Directions
(a) In the post about gardening books, rewrite the part that opens with the words containing "I have to clarify" and closes with "be nearer thirty.", replacing "conservative estimate" with "cautious estimate".
(b) Answer these from the post about gardening books:
(i) Under which categories is the post filed?
(ii) Which book does the writer say holds the honor of being the first gardening book they fell in love with?
(iii) How many times does the writer say they have read that book?
(c) Resume the post about gardening books from its last sentence.

Provided passage
:::::
“If it were a quite alive garden, how wonderful it would be…”

March 26, 2012 @ 7:54 pm | Filed under: Books, Gardening

I have to clarify something. In the Two Gardeners ramble I said Katharine White’s Onward and Upward in the Garden was the first horticultural tome I ever fell in love with, but that isn’t exactly true. At first I wrote “the first gardening book I ever fell in love with,” and immediately I knew that wasn’t right: that honor goes to (for me, as for so many others) The Secret Garden—a book I have read at least twenty times in my life, and I think that is a conservative estimate. It might be nearer thirty.
:::::
Given data
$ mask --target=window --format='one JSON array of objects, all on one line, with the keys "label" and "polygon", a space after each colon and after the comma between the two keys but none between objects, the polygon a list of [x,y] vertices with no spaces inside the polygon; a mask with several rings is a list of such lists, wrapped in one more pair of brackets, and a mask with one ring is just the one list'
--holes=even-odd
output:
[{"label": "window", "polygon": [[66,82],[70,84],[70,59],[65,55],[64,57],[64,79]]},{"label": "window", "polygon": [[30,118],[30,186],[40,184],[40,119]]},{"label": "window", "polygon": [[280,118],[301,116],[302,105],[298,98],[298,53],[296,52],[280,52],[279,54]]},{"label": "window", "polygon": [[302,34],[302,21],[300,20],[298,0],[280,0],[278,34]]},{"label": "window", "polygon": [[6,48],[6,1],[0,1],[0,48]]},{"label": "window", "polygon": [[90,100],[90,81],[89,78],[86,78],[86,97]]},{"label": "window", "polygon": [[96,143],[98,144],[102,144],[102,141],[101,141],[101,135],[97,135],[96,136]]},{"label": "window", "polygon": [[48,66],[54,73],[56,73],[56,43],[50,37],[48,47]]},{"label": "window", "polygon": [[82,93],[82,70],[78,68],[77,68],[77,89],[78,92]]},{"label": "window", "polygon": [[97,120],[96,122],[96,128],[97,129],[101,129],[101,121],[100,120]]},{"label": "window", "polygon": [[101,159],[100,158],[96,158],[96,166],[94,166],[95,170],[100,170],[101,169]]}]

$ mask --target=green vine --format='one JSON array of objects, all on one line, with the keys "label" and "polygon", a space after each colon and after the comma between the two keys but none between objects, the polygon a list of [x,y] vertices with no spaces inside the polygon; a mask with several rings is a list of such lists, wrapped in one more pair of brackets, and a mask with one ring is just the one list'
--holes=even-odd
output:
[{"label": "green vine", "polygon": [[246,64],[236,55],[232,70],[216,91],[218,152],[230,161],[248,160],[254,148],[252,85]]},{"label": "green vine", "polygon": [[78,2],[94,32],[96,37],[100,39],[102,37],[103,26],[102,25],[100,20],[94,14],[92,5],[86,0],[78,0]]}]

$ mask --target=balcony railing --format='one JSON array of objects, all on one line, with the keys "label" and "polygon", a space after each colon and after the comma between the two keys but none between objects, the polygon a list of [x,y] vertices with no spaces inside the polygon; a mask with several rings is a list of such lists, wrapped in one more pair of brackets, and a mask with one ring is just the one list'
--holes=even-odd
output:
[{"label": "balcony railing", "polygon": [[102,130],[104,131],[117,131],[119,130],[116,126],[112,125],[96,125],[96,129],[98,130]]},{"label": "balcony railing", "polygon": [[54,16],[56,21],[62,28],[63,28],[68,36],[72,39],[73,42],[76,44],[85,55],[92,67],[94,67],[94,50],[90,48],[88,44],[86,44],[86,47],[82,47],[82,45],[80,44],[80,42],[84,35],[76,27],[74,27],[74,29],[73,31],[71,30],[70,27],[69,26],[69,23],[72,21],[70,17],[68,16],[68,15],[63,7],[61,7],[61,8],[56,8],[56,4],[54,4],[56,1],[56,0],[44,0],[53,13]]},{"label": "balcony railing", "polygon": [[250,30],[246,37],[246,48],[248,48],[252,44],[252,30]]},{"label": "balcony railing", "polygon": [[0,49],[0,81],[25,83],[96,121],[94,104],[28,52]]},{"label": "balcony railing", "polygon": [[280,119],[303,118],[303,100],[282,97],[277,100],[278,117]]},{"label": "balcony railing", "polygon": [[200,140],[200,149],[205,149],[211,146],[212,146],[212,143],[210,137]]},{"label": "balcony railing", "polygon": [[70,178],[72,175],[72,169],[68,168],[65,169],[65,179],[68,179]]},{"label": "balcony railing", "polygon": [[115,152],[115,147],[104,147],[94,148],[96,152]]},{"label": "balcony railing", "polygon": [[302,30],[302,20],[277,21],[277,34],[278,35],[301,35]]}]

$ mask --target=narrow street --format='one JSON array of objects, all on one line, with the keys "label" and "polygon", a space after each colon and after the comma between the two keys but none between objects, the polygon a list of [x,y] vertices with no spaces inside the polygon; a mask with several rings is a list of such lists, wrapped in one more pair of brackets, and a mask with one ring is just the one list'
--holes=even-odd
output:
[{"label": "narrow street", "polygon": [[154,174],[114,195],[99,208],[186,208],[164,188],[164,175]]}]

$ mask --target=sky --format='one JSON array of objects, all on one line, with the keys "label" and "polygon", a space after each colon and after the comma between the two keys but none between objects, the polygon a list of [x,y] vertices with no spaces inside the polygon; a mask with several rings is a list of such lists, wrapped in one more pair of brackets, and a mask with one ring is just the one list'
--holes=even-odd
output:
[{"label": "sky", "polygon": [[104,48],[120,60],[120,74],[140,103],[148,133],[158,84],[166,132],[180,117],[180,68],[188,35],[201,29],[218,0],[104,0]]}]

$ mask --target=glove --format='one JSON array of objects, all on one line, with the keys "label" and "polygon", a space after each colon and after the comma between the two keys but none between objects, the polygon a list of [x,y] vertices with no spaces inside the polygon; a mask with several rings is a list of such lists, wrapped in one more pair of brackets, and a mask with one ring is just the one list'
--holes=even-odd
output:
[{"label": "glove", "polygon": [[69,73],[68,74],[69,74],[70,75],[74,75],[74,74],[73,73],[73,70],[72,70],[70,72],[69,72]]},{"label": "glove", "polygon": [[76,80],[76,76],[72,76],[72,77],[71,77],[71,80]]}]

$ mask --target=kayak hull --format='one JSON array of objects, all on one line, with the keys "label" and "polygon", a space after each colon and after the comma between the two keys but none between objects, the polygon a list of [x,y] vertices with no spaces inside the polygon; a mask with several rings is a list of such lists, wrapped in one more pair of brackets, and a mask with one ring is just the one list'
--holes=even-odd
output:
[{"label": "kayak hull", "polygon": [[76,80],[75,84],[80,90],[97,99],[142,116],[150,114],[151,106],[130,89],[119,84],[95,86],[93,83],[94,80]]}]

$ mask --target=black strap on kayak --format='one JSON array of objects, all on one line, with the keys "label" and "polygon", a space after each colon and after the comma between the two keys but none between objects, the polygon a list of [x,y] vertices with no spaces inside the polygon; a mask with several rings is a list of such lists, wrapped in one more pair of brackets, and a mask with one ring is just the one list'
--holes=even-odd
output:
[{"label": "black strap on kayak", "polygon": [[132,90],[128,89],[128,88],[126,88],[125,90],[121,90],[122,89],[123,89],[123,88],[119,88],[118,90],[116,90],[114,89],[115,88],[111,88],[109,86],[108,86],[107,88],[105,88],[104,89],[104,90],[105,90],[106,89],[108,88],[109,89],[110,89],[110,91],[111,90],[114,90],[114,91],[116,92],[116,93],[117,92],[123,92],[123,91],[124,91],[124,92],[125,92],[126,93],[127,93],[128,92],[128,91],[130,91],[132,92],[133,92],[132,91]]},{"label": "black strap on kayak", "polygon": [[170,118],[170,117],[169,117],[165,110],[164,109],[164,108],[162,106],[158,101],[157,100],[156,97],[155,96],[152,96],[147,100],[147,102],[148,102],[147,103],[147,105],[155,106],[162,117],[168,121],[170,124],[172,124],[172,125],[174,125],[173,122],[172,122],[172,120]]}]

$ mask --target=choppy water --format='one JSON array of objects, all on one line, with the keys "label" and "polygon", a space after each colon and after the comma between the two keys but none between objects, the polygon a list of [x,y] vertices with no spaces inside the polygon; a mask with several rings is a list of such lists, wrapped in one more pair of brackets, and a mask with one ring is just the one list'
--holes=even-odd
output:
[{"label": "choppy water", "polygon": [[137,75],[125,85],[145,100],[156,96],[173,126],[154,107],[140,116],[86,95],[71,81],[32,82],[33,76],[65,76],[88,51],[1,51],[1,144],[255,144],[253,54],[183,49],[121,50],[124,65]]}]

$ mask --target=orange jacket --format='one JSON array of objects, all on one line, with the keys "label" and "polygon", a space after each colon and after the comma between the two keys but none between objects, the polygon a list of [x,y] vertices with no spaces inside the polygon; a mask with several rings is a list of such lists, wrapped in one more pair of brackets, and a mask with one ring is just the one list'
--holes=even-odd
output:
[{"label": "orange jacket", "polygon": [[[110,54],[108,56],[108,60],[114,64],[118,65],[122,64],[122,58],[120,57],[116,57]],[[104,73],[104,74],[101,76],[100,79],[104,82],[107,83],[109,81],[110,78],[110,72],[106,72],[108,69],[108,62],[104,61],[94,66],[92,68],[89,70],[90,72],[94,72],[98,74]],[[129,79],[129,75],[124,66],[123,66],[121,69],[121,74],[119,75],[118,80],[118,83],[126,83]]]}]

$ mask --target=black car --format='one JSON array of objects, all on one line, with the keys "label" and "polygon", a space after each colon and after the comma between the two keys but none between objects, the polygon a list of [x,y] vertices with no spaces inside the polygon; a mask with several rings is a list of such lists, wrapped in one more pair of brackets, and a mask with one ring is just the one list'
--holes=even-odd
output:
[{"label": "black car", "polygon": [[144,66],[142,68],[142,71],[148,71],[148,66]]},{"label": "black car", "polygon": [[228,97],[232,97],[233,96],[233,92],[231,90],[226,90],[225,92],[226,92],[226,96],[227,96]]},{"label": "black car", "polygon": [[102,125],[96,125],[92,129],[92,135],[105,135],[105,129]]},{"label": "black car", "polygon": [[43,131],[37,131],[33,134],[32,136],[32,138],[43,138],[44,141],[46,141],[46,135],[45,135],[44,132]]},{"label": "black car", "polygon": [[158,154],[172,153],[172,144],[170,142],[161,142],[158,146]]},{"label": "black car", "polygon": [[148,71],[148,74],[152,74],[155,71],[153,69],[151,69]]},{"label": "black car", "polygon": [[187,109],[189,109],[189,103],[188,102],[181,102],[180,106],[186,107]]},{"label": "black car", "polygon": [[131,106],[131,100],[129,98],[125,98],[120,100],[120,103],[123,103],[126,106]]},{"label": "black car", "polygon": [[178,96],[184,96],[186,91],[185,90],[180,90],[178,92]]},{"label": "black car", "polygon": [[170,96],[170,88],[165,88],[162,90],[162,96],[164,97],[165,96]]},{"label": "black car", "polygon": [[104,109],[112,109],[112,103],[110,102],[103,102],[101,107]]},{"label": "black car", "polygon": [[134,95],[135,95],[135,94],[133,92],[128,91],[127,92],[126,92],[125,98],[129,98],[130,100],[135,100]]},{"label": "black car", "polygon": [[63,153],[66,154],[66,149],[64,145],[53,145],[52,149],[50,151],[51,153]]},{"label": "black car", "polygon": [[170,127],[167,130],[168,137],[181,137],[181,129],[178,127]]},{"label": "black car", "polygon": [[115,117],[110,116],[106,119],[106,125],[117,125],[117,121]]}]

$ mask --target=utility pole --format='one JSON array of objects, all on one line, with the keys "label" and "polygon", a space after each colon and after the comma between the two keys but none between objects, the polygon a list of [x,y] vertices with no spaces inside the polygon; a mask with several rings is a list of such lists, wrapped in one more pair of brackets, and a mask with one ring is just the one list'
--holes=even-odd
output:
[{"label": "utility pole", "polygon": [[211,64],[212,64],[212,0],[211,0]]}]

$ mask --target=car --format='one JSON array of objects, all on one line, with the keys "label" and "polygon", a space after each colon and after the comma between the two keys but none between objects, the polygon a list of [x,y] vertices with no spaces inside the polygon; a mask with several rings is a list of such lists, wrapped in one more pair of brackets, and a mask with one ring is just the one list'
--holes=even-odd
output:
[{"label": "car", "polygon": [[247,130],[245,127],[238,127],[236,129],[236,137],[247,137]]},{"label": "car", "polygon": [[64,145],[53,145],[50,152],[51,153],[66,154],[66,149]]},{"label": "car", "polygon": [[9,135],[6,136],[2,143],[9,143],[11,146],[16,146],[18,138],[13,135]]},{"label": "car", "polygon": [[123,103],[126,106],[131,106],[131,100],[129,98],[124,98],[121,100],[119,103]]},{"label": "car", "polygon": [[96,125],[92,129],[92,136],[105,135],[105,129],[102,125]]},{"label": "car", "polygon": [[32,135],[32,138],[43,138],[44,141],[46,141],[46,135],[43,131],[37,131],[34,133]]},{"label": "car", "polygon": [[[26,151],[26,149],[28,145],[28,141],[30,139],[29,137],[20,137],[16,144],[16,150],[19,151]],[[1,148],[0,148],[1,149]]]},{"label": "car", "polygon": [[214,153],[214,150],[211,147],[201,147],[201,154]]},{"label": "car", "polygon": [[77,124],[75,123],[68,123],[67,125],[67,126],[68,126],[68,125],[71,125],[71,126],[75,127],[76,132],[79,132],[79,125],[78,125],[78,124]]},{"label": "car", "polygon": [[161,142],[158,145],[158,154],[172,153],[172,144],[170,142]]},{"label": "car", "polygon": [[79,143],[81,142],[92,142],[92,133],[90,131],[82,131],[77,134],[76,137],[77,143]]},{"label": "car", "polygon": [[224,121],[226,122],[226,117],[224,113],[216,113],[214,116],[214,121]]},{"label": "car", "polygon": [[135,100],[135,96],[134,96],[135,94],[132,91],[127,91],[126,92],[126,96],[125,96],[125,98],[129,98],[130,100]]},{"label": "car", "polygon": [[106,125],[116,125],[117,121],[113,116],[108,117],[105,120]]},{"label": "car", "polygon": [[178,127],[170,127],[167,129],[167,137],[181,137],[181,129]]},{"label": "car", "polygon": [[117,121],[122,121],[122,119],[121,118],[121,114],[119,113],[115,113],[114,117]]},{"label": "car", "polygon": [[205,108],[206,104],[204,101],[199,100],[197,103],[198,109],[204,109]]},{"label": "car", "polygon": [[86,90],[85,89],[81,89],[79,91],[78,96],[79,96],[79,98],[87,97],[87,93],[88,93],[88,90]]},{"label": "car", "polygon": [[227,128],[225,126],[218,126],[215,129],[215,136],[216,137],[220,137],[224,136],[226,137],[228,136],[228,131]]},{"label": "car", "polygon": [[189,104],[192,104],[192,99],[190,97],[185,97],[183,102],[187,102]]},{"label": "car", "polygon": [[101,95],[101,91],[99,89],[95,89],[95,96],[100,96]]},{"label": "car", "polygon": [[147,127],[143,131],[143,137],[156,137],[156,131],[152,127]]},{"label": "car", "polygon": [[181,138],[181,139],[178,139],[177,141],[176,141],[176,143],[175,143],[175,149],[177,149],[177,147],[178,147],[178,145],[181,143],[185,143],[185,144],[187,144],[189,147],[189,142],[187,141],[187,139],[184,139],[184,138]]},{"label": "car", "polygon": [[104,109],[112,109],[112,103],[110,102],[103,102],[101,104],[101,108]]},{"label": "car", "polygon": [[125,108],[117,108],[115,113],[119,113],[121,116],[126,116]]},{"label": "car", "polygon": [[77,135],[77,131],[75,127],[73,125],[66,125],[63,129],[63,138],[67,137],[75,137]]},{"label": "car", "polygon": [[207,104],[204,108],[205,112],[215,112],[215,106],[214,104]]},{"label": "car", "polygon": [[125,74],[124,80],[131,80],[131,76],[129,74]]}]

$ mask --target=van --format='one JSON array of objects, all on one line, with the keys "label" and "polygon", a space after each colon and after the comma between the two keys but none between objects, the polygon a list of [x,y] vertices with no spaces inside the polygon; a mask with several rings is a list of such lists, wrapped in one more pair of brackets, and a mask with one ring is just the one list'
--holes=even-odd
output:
:::::
Expected answers
(a)
I have to clarify something. In the Two Gardeners ramble I said Katharine White’s Onward and Upward in the Garden was the first horticultural tome I ever fell in love with, but that isn’t exactly true. At first I wrote “the first gardening book I ever fell in love with,” and immediately I knew that wasn’t right: that honor goes to (for me, as for so many others) The Secret Garden—a book I have read at least twenty times in my life, and I think that is a cautious estimate. It might be nearer thirty.

(b)
(i) Books and Gardening.
(ii) The Secret Garden.
(iii) At least twenty times, and possibly nearer thirty.

(c)
So I changed “gardening book” to “horticultural tome,” not wanting, that day, to digress into the many pages of reasons why The Secret Garden is a book that shaped me, and either it was what taught me to thrill at the first sign of a green shoot poking out of cool spring soil, or else it gave me words to articulate that thrill I always felt. Either way, it was a book that explained me to me, and I would not be me without it. I was not temperamentally sour like Mary, nor sickly like Colin, nor wise like Dickon. I was probably more like Martha, the maid, than anyone else in that book, though I longed to comprehend the languages of foxes and larks, like Dickon, and to be daring and stubborn like Mary, and I admired the way Colin’s mind would fix on something and turn it over and over until he made sense of it. I understood Mary’s rush of emotion and thumping heart at the signs of spring creeping like a green mist over the dead, gray garden. I too yearned for my own bit of earth. (And got it: my mother gave us each a section of her flower bed to be our own. I grew snapdragons and moss roses, and they are still among my favorites and I cannot be without them.) Like Mary, I wanted to know the names of things and how to keep them “quite alive—quite,” and to converse with saucy robins and to smell the wind over the heather.

Sometimes I think there is no finer sentence in all of literature than: “She was standing inside the secret garden.”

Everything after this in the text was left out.